→ **TEXT PASSAGE**:
It seems the messages are leaving/arriving normally again.

I see now your solution is to draw a circle through two

given points and tangent to a line. This is classical.

One can have two solutions. These are the circumcenters

of the triangles ABC given <h_a,d_a,m_b>.

Barukh Ziv some 5 years ago sent me a message showing

that O belongs to a parabola <P=(F,d)> and to h'_a,

reflection of h_a on d_a.

The directrix <d> is parallel to (B,C) and distant m_b^2/4h_a

from it. The focus <F> is distant \ell/4 from (A,H_a) and

9h_a/8 from <d>. Here \ell=\sqrt{m_b^2-(h_a/2)^2}.

Data to have 2 solutions (from Die Konstruktion von

Dreiecken, Kurt Herterich).

→ **INSTRUCTION 1**: Which book does the geometry post cite as the source of the data for two solutions?
→ **INSTRUCTION 2**: Copy out the part of the records that opens with the line containing "Target: leaning tree trunk" and closes with the line containing "top-left (178, 135), bottom-right (360, 255)", including both of those lines.
The text and the records come from different sources.

→ **TASK INPUTS**:
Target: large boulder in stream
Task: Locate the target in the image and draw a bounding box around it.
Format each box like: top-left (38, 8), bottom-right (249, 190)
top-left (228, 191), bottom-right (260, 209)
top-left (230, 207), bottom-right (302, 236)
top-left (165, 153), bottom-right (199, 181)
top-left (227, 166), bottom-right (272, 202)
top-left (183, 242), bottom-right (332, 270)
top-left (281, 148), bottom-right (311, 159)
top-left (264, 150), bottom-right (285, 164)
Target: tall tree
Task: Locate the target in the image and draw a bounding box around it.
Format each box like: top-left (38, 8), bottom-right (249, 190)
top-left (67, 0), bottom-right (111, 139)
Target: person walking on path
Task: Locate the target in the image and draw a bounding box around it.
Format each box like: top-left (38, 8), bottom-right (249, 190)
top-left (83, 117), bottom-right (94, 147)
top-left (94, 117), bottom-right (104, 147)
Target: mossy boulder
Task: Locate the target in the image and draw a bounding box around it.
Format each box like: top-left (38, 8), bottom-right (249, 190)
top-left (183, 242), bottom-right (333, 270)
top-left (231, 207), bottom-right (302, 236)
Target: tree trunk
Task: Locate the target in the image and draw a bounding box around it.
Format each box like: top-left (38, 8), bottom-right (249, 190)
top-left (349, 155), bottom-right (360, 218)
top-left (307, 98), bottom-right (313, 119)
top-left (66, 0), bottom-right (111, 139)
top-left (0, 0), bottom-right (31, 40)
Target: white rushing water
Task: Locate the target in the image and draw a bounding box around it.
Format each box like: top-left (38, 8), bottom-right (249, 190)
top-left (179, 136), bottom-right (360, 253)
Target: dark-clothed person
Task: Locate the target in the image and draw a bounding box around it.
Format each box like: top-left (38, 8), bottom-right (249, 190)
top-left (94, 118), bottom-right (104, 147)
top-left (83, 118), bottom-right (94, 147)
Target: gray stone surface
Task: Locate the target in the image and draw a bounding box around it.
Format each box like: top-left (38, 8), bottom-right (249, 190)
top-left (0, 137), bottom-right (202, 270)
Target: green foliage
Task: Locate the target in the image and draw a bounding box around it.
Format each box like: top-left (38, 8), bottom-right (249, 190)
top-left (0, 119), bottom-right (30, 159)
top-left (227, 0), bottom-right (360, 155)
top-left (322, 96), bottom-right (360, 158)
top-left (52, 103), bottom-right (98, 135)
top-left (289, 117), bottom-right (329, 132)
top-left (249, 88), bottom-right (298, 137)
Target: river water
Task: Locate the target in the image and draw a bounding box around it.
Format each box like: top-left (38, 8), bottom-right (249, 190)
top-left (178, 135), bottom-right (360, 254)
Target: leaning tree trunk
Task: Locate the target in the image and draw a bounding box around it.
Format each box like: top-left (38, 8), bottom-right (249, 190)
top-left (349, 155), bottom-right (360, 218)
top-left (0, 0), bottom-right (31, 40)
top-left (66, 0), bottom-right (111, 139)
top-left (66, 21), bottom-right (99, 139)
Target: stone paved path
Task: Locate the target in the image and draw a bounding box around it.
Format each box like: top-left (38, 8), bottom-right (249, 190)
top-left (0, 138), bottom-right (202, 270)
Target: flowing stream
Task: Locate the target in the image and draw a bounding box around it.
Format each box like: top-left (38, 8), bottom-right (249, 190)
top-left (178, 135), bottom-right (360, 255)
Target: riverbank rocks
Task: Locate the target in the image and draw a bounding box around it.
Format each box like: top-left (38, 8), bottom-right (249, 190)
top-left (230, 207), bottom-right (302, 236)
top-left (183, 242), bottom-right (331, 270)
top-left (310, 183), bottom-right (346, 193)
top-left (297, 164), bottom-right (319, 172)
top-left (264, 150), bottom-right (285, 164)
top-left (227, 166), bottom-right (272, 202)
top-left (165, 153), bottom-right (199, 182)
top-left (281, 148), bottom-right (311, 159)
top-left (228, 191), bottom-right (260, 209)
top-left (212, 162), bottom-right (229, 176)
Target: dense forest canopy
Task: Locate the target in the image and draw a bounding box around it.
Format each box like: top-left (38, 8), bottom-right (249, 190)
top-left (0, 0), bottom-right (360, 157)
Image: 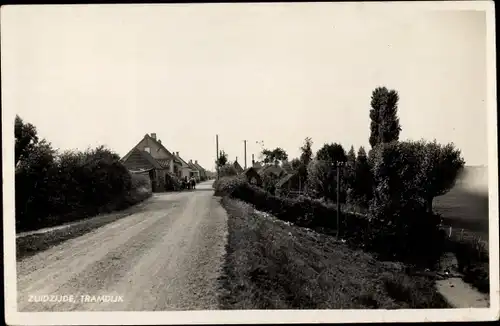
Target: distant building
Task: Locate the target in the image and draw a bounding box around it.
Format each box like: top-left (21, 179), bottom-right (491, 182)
top-left (243, 167), bottom-right (262, 187)
top-left (233, 157), bottom-right (243, 174)
top-left (121, 133), bottom-right (182, 192)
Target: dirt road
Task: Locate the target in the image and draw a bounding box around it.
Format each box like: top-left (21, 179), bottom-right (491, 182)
top-left (17, 182), bottom-right (227, 311)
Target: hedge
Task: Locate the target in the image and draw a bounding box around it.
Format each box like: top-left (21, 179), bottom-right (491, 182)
top-left (15, 147), bottom-right (151, 232)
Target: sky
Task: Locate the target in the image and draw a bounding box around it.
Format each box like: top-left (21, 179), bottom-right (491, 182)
top-left (1, 3), bottom-right (488, 169)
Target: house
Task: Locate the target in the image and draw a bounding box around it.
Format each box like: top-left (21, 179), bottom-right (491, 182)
top-left (187, 160), bottom-right (201, 181)
top-left (233, 157), bottom-right (243, 174)
top-left (243, 167), bottom-right (262, 187)
top-left (194, 160), bottom-right (207, 181)
top-left (174, 152), bottom-right (192, 179)
top-left (121, 133), bottom-right (182, 192)
top-left (259, 164), bottom-right (286, 178)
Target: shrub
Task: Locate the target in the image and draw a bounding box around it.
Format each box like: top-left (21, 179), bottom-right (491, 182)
top-left (447, 236), bottom-right (490, 293)
top-left (366, 142), bottom-right (444, 265)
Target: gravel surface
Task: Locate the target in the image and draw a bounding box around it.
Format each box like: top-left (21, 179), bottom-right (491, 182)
top-left (17, 182), bottom-right (227, 311)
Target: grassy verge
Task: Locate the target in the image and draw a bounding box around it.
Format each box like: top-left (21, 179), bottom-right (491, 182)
top-left (220, 197), bottom-right (448, 309)
top-left (16, 192), bottom-right (151, 260)
top-left (447, 233), bottom-right (490, 294)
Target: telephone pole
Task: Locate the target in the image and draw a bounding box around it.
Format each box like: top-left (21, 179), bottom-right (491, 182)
top-left (215, 135), bottom-right (219, 180)
top-left (243, 140), bottom-right (247, 170)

→ **FINAL RESULT 1**: Die Konstruktion von Dreiecken, by Kurt Herterich.

→ **FINAL RESULT 2**:
Target: leaning tree trunk
Task: Locate the target in the image and draw a bounding box around it.
Format each box like: top-left (38, 8), bottom-right (249, 190)
top-left (349, 155), bottom-right (360, 218)
top-left (0, 0), bottom-right (31, 40)
top-left (66, 0), bottom-right (111, 139)
top-left (66, 21), bottom-right (99, 139)
Target: stone paved path
Task: Locate the target in the image and draw a bounding box around it.
Format each box like: top-left (38, 8), bottom-right (249, 190)
top-left (0, 138), bottom-right (202, 270)
Target: flowing stream
Task: Locate the target in the image and draw a bounding box around it.
Format each box like: top-left (38, 8), bottom-right (249, 190)
top-left (178, 135), bottom-right (360, 255)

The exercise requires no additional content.